Data>
**********

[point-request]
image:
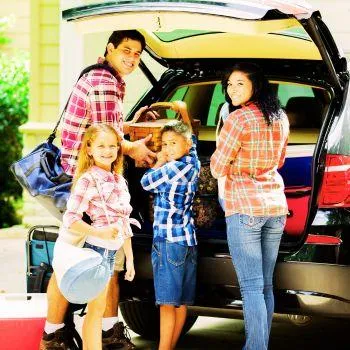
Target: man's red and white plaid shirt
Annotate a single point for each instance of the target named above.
(97, 98)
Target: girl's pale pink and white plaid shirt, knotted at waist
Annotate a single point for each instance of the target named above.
(85, 197)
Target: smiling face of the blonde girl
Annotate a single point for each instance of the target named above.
(104, 150)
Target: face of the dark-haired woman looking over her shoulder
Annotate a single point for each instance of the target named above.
(239, 88)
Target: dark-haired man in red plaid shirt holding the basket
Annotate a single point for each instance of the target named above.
(98, 98)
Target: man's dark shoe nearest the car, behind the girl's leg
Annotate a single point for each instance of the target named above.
(117, 337)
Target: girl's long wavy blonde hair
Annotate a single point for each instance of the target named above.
(85, 161)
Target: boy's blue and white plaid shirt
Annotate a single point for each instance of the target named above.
(174, 185)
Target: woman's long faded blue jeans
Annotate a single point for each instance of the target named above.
(253, 242)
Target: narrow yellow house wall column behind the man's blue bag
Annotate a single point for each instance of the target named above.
(44, 89)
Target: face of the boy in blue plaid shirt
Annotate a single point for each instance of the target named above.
(174, 145)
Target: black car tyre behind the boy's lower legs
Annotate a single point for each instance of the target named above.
(143, 318)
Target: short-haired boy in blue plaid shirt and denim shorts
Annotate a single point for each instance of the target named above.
(173, 180)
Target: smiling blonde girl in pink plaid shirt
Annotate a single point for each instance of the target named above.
(100, 191)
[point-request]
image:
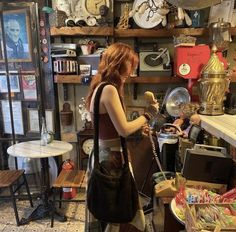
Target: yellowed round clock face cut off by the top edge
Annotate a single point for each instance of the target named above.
(92, 6)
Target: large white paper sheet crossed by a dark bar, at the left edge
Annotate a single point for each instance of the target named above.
(17, 115)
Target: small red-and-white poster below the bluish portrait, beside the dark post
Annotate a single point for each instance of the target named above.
(29, 86)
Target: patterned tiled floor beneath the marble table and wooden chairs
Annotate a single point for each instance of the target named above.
(75, 213)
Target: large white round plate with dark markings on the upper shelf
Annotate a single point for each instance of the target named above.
(141, 19)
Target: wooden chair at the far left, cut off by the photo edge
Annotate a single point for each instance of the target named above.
(14, 180)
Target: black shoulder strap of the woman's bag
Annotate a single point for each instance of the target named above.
(96, 128)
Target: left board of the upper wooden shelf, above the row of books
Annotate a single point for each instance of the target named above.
(76, 31)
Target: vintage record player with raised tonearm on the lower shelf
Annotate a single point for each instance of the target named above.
(155, 63)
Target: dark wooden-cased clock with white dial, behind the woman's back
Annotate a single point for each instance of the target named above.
(85, 141)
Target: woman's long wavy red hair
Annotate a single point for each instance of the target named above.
(113, 68)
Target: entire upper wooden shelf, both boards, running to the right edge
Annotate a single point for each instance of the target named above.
(126, 33)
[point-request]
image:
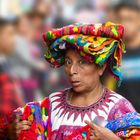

**********

Aim of the task>
For each entry, repeat its text exactly and leave out any picture it holds.

Task output>
[point-request]
image:
Target: man's red and white plaid shirt
Annotate a single point for each instance of the target named above.
(97, 98)
Target: girl's pale pink and white plaid shirt, knotted at waist
Annotate a single point for each instance of the target named above.
(85, 197)
Target: smiling face of the blonde girl
Annotate a single point for each instance of the target named above.
(104, 150)
Target: face of the dark-haired woman looking over her shoulder
Annotate a single point for each instance of the target named above.
(239, 88)
Target: dark-haired man in red plaid shirt holding the basket
Annotate a single point for each instance of the target named above.
(98, 98)
Target: man's dark shoe nearest the car, behind the girl's leg
Annotate a single point for each instance of the target named above.
(117, 337)
Target: girl's long wavy blonde hair
Annotate a single point for each instance of the target named above.
(85, 161)
Target: boy's blue and white plaid shirt
Annotate a single point for each instance of the target named above.
(174, 185)
Target: woman's long faded blue jeans
Annotate a single point for each instance of the target named above.
(253, 242)
Target: narrow yellow house wall column behind the man's blue bag
Annotate a single point for each instance of the target named above.
(44, 89)
Target: face of the boy in blue plaid shirt
Annotate a single point for each instance of the target named above.
(174, 145)
Target: black car tyre behind the boy's lower legs
Annotate a single point for each instance of the target named above.
(143, 318)
Target: short-haired boy in blue plaid shirt and denim shorts
Annotate a single point for each instance of the target named above.
(173, 180)
Target: smiling blonde girl in pink plaid shirt
Annotate a single point for each instance of the target named above.
(100, 191)
[point-request]
image:
Target: yellowed round clock face cut off by the top edge
Annotate a single point for each instance of the target named above.
(92, 6)
Target: large white paper sheet crossed by a dark bar, at the left edge
Annotate a single point for each instance of the target named above.
(17, 115)
Target: small red-and-white poster below the bluish portrait, beside the dark post
Annotate a single point for each instance of the target named above.
(29, 86)
Target: patterned tiled floor beneath the marble table and wooden chairs
Annotate a single point for each instance of the target named above.
(75, 213)
Target: large white round plate with dark markings on the upper shelf
Annotate a single point for each instance of the target named above.
(141, 19)
Target: wooden chair at the far left, cut off by the photo edge
Annotate a single point for each instance of the target named above.
(14, 180)
Target: black shoulder strap of the woman's bag
Annotate a single point for each instance of the target named above.
(96, 128)
Target: left board of the upper wooden shelf, above the row of books
Annotate a single point for each instance of the target named above.
(76, 31)
Target: vintage record player with raised tonearm on the lower shelf
Annotate a single point for each instance of the target named above.
(155, 63)
Target: dark wooden-cased clock with white dial, behind the woman's back
Annotate a single point for each instance of the target named above.
(85, 141)
Target: woman's long wavy red hair
Annotate a single point for each instance of the target named above.
(113, 68)
Target: entire upper wooden shelf, both boards, running to the right edge
Annotate a single point for each instance of the target named above.
(126, 33)
[point-request]
image:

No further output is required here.